** Records provided follows **

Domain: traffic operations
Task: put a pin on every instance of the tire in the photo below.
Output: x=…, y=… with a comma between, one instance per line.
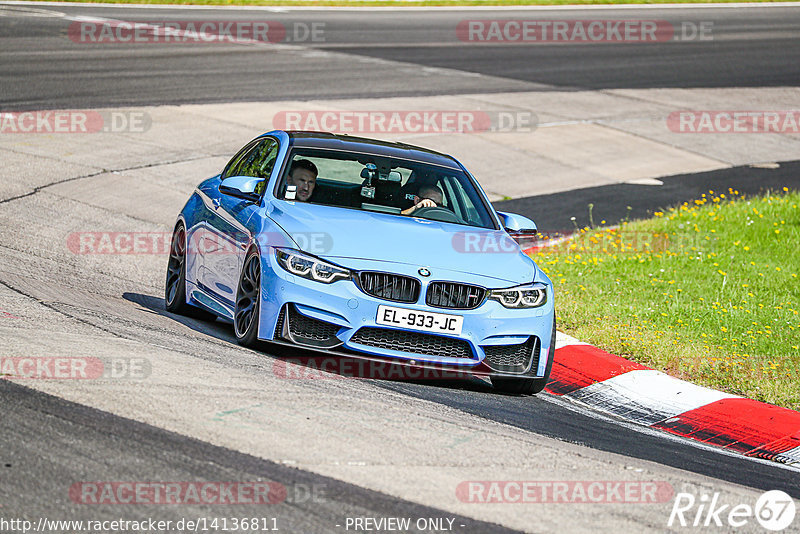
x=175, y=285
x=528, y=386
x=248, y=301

** End of Records provided **
** Records provided follows **

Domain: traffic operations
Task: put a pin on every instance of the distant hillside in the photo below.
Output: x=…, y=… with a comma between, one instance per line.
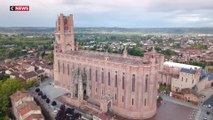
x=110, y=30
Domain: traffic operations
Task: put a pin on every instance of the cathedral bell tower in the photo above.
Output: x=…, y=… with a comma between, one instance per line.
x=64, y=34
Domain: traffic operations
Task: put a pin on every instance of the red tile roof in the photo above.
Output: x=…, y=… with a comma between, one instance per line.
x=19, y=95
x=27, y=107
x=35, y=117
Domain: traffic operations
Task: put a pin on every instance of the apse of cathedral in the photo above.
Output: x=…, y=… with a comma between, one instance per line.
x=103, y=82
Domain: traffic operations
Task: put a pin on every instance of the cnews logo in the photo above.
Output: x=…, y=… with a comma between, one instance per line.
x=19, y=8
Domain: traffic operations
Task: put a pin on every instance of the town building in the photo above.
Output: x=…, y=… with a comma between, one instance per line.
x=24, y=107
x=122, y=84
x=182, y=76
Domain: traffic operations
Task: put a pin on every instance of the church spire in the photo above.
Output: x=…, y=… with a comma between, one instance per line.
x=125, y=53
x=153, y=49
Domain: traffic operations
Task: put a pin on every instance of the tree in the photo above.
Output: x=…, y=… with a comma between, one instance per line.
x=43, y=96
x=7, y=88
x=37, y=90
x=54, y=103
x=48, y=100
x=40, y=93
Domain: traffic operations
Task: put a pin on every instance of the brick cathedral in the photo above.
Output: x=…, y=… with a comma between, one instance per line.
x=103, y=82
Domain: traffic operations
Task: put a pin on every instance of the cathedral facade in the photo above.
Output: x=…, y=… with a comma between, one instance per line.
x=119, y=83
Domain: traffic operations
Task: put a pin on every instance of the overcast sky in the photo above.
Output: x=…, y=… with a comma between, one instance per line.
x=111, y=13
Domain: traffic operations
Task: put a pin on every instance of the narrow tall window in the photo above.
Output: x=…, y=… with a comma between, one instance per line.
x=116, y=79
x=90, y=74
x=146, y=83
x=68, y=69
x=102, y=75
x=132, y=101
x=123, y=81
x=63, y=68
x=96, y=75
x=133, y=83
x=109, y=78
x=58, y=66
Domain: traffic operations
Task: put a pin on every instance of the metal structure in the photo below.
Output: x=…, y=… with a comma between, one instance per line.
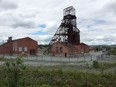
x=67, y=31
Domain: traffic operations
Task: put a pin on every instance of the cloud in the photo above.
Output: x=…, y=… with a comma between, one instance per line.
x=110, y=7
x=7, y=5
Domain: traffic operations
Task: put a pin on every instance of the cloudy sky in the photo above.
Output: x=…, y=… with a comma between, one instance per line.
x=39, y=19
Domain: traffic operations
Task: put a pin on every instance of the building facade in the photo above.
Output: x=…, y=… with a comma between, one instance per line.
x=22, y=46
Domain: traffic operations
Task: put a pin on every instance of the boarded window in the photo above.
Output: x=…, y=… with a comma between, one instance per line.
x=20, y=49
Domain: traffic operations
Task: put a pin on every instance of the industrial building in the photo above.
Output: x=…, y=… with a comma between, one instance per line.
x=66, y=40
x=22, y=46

** End of Records provided **

Requirement> For the material above, count the lines where the string "building" appears and reply with the count only.

Expected output> 3